> Short problem
Write out the material exactly, with the pictures left out.
************
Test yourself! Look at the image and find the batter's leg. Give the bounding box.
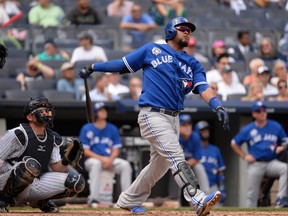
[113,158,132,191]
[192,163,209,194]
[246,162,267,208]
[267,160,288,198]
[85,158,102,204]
************
> Task result
Test yourself! Look at the image and find the batter's leg. Give the bounding box.
[113,158,132,191]
[192,163,209,194]
[246,162,267,208]
[267,160,288,198]
[85,158,102,204]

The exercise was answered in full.